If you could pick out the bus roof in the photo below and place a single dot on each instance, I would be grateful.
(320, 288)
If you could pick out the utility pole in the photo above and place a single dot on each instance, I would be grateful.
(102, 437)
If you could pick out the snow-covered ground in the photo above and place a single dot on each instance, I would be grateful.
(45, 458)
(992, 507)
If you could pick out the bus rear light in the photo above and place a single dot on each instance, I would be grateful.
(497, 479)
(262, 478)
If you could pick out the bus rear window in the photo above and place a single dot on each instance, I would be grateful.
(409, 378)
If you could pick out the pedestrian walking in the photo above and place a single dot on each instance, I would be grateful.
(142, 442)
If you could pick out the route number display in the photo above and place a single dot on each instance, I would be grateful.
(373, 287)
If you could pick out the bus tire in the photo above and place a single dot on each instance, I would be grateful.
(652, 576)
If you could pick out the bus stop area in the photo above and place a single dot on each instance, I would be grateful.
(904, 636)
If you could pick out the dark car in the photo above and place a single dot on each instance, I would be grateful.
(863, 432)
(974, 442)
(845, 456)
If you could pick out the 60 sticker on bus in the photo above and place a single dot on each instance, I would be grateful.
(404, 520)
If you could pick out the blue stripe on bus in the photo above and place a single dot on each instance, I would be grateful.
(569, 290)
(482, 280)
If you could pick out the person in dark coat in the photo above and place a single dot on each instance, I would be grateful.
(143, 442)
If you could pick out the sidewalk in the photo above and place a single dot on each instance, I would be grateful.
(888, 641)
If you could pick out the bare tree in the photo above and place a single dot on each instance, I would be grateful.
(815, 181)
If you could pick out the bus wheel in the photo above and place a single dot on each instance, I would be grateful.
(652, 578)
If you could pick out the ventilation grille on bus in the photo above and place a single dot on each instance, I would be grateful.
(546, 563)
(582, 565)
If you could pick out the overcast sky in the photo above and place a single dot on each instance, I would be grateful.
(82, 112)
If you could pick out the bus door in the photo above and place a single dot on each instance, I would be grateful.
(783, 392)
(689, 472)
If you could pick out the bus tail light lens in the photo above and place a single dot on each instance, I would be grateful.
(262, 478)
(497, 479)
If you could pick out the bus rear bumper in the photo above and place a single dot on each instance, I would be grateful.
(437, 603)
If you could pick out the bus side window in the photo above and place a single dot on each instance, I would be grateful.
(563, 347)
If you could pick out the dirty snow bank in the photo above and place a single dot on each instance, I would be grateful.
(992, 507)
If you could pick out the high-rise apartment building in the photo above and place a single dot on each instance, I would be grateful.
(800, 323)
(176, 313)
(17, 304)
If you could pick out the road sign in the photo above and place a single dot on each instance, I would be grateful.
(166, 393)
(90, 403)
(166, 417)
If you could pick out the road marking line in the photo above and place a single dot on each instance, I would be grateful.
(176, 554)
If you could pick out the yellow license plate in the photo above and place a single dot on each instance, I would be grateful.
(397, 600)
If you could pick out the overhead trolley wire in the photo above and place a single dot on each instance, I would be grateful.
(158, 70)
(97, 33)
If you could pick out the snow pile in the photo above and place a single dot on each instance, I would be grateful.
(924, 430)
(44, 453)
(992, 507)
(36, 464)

::::::::::

### TASK INSTRUCTIONS
Extract, word for word, each line of the listing above.

### FINISHED TASK
If you could pick out the bus roof in the photo below and place a single dot on each instance, I would be grateful.
(320, 288)
If you could pick out the utility pole in the photo above and place a single dot on each instance, I would be grateful.
(102, 437)
If you could pick out the snow-covered ground in the photo above and place a single dot on each instance, I would be grateful.
(45, 458)
(992, 507)
If you could pick out the bus rear light in the photo above and place a single dot on each instance, I would be grateful.
(497, 479)
(262, 478)
If you could pick out the bus rear window in the photo above and place a single dot on each instance, I would be grateful.
(409, 378)
If you could pick out the pedestrian walking in the photo above and place a single dot on each instance, I would be grateful.
(142, 442)
If you could pick out the route number display in the photo above and place a single dot on each instance, I would be grateful.
(373, 287)
If you could pick out the bus tire in the photo above and place a single dot on each instance, I would be grateful.
(652, 576)
If you could pick out the bus stop area in the photo above and place a single dot on each instance, I would be grateful.
(904, 636)
If you could pick out the dark car in the photo above and place a single dot on each instance, I would be grateful.
(863, 432)
(974, 442)
(845, 456)
If you could pick out the 60 sticker on bus in the photo above and place a single dot on each instance, I would be grateful.
(404, 520)
If you could pick out the blue stripe on bus in the photo above and place a single dot on each instance, I would be grateful.
(569, 290)
(482, 280)
If you could pick out the person in dark coat in the photo above and place a single dot on each instance, I would be grateful.
(143, 442)
If you could pick out the sidewalk in the photo above and place a single dot on each instance, I would be grateful.
(888, 641)
If you could pick out the bare tree in the photo above and place a single dot on each instance, I would be grateful.
(815, 181)
If you could pick out the bus wheel in the photo above and place a single dot on each instance, I would be grateful.
(652, 578)
If you could pick out the ventilation grille on bus in the photo above and place a single dot on each instance, I would be grateful.
(546, 563)
(582, 565)
If you could pick out the overcast sky in the photo above and place a single dot on each instance, I would be grateful.
(82, 112)
If you could pick out the bus door in the photo above and place a single dot on each instance, I would be grateful.
(783, 392)
(689, 472)
If you could pick out the bus tail light lens in the photo above and place a single dot on each instance, I would be grateful.
(262, 478)
(497, 479)
If you could pick out the bus rear bumper in the photo above and place a single dot on each instance, I would be grateful.
(437, 603)
If you could pick out the bus side window in the photo above and place a single dot on each instance, I would be grateful.
(563, 347)
If you could pick out the dirty snow bank in the photo above and place a single dot on each instance, I would be grateful.
(992, 507)
If you could pick out the high-rise apartment building in the photo above and place a single dot on each instance, I would be grateful.
(800, 323)
(176, 313)
(17, 304)
If you could pick out the road sign in the photo above and place a single dot on each instance, I would be grateful.
(166, 393)
(90, 403)
(166, 417)
If you could pick out the road marking line in the photo above and place a single dot on each instance, I would be grateful.
(176, 554)
If you could pick out the yellow license plate in the photo above and place a single dot on each instance, I would be grateful.
(397, 600)
If you could pick out the overhead trolley wire in the photo above and place a single dot on each instance, I would be grateful.
(158, 70)
(97, 33)
If you could pick out the snow pile in the photo above and place a single dot on each instance, I would be grateful.
(924, 430)
(44, 453)
(992, 507)
(36, 464)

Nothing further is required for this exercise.